___ DATA SHOWN ___

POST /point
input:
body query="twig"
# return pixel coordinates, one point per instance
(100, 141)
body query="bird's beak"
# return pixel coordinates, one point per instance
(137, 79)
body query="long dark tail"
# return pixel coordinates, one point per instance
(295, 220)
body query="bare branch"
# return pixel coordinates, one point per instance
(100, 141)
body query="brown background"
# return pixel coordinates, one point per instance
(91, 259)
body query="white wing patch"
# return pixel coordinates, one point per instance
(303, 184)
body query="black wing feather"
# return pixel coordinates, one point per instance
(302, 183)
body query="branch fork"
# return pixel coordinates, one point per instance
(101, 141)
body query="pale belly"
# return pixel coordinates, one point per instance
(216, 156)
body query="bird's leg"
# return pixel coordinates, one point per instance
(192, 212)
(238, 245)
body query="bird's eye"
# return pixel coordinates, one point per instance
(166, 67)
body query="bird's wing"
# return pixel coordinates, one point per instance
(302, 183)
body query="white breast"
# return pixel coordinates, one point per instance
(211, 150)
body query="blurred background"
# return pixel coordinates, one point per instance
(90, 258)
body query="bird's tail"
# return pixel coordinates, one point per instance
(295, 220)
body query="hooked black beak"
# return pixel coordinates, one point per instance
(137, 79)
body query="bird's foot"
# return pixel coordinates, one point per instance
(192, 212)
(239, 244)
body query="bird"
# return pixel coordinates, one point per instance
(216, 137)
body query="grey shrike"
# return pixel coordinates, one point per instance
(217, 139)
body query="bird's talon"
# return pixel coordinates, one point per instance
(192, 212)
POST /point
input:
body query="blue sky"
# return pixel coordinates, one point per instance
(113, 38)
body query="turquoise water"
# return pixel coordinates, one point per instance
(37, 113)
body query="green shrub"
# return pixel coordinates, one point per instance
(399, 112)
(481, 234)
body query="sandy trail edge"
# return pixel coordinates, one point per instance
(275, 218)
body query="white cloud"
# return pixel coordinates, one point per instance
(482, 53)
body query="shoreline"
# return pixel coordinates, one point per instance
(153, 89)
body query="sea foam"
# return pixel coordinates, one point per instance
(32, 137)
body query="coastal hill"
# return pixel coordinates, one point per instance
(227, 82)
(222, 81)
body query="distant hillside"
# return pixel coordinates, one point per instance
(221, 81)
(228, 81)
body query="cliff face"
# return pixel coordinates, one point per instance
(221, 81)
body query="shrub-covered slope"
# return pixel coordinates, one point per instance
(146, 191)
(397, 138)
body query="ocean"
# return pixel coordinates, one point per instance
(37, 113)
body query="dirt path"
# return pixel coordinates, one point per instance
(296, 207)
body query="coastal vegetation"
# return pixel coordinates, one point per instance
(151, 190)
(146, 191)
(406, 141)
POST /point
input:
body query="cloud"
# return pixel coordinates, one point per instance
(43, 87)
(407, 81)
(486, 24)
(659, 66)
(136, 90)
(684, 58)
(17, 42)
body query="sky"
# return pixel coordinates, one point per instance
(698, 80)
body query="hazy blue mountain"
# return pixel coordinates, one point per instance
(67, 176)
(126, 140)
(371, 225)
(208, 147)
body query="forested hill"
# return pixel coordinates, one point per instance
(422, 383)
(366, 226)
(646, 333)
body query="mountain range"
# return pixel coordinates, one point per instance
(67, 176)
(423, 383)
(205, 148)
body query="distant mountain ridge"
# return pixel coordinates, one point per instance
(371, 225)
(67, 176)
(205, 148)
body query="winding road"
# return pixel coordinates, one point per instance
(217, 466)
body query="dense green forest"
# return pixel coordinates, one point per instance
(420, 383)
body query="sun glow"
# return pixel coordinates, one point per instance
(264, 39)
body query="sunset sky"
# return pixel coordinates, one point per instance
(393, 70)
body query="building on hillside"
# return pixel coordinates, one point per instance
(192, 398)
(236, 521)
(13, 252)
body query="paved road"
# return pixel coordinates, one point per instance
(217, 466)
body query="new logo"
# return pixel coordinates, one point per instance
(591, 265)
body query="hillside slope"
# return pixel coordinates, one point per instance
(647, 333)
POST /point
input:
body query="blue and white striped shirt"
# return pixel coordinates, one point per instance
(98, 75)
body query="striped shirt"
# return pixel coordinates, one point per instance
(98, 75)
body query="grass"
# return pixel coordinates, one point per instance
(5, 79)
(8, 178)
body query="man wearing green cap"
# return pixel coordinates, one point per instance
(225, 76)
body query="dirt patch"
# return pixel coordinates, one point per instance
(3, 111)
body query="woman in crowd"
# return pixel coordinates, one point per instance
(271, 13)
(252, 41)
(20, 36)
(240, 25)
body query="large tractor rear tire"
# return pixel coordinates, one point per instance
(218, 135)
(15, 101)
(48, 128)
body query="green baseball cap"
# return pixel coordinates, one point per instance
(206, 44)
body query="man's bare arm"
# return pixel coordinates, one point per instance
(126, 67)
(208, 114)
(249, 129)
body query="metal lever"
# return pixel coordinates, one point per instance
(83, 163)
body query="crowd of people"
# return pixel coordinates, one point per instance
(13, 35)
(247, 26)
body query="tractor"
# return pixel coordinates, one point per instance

___

• THE PROBLEM:
Show every line of the data above that contains the word "coastal".

• RESPONSE TO THE EXERCISE:
body query="coastal hill"
body query="coastal vegetation"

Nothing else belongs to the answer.